By: Dinesh Asanka | Updated: 2022-08-04 | Comments (11) | Related: > Dates
Problem
The Date Dimension is a key dimension in a SQL Server data warehousing as it allows us to analyze data in different aspects of date. Apart from the standard date attributes like year, quarter, month, etc., this article explains how the date dimension can be extended to richer analysis in a SQL Server data warehouse.
Solution
A date dimension is mostly a static dimension which does not require daily update. However, a window function may need a daily update. The solution would be to have a special date dimension and populate at the start of the year and update changing data on a daily basis.
Why a Special Dimension
First question would be, what is the requirement for the special dimension for a date in the data warehouse. Let's look at the options we have in case a date dimension is not present.
What are sales per year?
SELECT YEAR(OrderDate) Year ,SUM(SalesAmount) Amount FROM FCT_Sales GROUP BY YEAR(OrderDate)
What are the sales done on weekends?
SELECT SUM(SalesAmount) FROM FCT_Sales WHERE DATEPART(dw,OrderDate) IN (1,7)
In both the scenarios, there will be a performance impact. As you are aware, we are dealing with a large number of records in a data warehouse, the above queries will have performance issues. Also, indexes won’t be a solution as the use of functions will not make the index usable.
Apart from performance issues, there are functional limitations. For example, in case you need to get the sales on a special holiday or for a season, in which there are no built-in functions, you have no choice, but to have a special date dimension.
By looking at functional and performance limitations, it is very obvious that there needs to be a special dimension to store a date which is the date dimension used more commonly in the data warehouse.
Also, there are times where more than one date column is available in the fact table. In that instance, a date dimension will act as a role playing dimension in SQL Server Analysis Services as shown in the below figure.
In the above example, OrderDateKey, DueDateKey and ShipDateKey are linked to the Date Dimension.
Please note that the role playing dimension feature is not available in the Tabular world where you need add multiple instances of the date dimension.
Surrogate Key
Typically, surrogate keys will be an incremental number. However, in case of a date dimension, YYYYMMDD format is used for a surrogate key. This is to facilitate data partitioning in the data warehouse. Fact tables are normally partition by the date. If mere incremental numbers are used for the date dimension, the fact table will also have the same incremental numbers which will lead to difficulties in partitioning. In case of YYYYMMDD format, it is much easier to include a partitioning function using the details in the surrogate key.

## Given records
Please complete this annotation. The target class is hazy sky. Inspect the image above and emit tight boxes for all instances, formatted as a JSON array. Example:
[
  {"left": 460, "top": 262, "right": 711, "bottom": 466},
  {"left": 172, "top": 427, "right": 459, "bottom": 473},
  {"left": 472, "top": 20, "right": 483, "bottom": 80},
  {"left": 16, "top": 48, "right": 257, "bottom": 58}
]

## Task set
a. Reproduce the date dimension article from "Why a Special" down to "sales per year?", substituting "need" for "requirement".
b. Continue the SQL Server date dimension article from the point where it ends.

## Answers in order
a.
Why a Special Dimension
First question would be, what is the need for the special dimension for a date in the data warehouse. Let's look at the options we have in case a date dimension is not present.
What are sales per year?

b.
Standard Columns
In a date dimension, it is always better to include all the possible columns leaving the options of deriving attributes at the user level.
Below is an example of the basic columns for a Date Dimension.
CREATE TABLE dbo.Dim_Date ( [DateKey] INT NOT NULL PRIMARY KEY, [Date] DATE NOT NULL, [Day] TINYINT NOT NULL, [DaySuffix] CHAR(2) NOT NULL, [Weekday] TINYINT NOT NULL, [WeekDayName] VARCHAR(10) NOT NULL, [WeekDayName_Short] CHAR(3) NOT NULL, [WeekDayName_FirstLetter] CHAR(1) NOT NULL, [DOWInMonth] TINYINT NOT NULL, [DayOfYear] SMALLINT NOT NULL, [WeekOfMonth] TINYINT NOT NULL, [WeekOfYear] TINYINT NOT NULL, [Month] TINYINT NOT NULL, [MonthName] VARCHAR(10) NOT NULL, [MonthName_Short] CHAR(3) NOT NULL, [MonthName_FirstLetter] CHAR(1) NOT NULL, [Quarter] TINYINT NOT NULL, [QuarterName] VARCHAR(6) NOT NULL, [Year] INT NOT NULL, [MMYYYY] CHAR(6) NOT NULL, [MonthYear] CHAR(7) NOT NULL, [IsWeekend] BIT NOT NULL, [IsHoliday] BIT NOT NULL, PRIMARY KEY CLUSTERED ([DateKey] ASC) )
Important to note is the existence of three columns for month name. MonthName is used to store the month name such as January, February, etc. In some reports, you might have experienced that the month name will be shorten such as Jan, Feb, etc. which can be stored in MonthName_Short column. MonthName_FirstLetter column can be used to store J, F, M, etc. for the first character of the month giving more options for users. Similarly, there are three columns for Weekday as well.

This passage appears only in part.